Objective: Extract each line from the material below that contains the word "ceramic".

--- Start of Data shown ---

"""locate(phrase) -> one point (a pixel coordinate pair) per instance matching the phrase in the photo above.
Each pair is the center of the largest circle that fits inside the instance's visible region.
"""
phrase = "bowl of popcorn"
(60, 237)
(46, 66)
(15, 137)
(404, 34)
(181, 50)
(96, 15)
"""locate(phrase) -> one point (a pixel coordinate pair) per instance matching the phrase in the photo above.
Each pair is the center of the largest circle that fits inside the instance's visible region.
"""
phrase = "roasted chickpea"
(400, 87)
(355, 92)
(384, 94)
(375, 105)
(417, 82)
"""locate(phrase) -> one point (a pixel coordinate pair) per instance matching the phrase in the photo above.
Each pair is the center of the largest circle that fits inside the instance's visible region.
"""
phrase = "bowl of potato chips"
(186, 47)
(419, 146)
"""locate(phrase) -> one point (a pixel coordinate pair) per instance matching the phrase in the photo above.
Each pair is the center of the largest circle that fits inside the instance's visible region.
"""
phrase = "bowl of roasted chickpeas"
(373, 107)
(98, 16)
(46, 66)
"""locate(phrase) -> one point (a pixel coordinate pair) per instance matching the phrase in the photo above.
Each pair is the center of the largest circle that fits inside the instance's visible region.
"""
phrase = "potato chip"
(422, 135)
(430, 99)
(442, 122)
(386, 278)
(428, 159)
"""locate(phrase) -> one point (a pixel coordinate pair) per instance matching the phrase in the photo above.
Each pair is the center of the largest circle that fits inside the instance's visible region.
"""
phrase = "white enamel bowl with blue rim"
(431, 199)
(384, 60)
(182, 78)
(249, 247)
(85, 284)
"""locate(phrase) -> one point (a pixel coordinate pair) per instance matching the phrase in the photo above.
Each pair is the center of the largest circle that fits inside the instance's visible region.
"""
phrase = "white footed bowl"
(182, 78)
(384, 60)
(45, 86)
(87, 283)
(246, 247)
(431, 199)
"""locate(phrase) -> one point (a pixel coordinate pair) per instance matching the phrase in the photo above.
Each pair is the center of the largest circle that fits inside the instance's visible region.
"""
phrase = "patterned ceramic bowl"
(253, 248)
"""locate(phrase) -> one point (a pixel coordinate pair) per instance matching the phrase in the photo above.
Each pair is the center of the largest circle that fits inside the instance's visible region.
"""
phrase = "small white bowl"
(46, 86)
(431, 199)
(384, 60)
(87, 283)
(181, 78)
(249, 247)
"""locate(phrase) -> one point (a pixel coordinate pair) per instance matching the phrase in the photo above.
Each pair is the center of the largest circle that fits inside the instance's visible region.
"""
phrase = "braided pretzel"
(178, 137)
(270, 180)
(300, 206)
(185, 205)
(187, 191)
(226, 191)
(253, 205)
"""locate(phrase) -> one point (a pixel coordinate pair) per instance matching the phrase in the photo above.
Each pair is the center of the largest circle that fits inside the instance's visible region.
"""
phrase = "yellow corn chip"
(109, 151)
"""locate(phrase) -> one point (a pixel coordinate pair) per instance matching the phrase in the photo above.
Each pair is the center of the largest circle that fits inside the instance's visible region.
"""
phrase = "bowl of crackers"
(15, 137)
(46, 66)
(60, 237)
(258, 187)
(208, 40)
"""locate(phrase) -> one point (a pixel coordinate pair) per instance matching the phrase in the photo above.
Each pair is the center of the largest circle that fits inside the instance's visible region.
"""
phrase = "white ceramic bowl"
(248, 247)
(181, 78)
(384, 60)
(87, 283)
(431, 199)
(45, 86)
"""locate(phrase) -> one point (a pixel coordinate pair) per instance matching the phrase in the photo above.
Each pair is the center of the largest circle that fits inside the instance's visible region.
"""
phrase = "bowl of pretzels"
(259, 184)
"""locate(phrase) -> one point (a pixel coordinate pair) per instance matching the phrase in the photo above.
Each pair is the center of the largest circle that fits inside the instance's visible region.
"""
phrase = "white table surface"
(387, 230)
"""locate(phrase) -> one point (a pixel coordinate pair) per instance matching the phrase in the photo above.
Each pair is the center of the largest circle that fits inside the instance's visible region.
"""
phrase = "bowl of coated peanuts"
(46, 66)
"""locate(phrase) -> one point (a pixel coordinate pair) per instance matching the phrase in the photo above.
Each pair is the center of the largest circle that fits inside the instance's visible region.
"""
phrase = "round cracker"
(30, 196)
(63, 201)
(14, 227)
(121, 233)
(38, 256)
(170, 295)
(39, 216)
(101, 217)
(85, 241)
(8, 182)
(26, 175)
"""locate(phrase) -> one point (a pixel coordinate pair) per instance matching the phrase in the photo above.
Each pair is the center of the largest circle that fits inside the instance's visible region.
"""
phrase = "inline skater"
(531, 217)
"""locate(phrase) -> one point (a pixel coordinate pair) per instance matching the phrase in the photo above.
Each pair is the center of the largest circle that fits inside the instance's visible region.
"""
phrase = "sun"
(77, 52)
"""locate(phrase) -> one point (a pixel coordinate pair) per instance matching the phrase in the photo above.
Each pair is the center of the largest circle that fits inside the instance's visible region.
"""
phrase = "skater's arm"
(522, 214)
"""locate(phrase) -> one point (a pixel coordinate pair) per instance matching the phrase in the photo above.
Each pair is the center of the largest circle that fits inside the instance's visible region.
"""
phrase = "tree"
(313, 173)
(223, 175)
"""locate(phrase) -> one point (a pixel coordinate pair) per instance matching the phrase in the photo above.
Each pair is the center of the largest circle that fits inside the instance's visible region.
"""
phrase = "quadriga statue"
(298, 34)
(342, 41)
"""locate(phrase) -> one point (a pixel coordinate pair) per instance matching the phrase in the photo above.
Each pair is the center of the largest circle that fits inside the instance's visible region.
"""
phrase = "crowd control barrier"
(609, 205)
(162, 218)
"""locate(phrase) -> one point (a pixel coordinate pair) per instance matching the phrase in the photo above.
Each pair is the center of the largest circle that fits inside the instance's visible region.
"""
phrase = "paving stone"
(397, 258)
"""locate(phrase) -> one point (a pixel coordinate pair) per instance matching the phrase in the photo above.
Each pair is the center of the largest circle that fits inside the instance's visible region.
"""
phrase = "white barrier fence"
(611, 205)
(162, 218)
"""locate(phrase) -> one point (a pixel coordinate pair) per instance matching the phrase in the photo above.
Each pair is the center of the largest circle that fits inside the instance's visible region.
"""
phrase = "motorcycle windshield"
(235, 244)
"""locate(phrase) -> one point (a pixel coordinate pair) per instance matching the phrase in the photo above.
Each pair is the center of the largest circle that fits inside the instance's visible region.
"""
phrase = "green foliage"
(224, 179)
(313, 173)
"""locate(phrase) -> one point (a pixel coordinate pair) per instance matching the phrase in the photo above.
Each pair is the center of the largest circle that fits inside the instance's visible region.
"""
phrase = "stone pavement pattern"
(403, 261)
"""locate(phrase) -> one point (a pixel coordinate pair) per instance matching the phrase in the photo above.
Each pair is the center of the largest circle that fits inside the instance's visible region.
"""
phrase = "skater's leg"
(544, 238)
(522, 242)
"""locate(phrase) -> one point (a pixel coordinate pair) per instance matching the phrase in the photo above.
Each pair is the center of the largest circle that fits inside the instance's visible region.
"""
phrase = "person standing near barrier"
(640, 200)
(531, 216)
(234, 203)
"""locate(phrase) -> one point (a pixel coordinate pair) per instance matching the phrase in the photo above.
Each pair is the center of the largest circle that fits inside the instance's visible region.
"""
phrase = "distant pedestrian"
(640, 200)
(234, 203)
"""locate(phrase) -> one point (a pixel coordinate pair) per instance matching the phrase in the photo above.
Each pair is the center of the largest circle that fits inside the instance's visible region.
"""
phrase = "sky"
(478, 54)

--- End of Data shown ---

Task output:
phrase = "patterned ceramic bowl"
phrase = "white ceramic bowl"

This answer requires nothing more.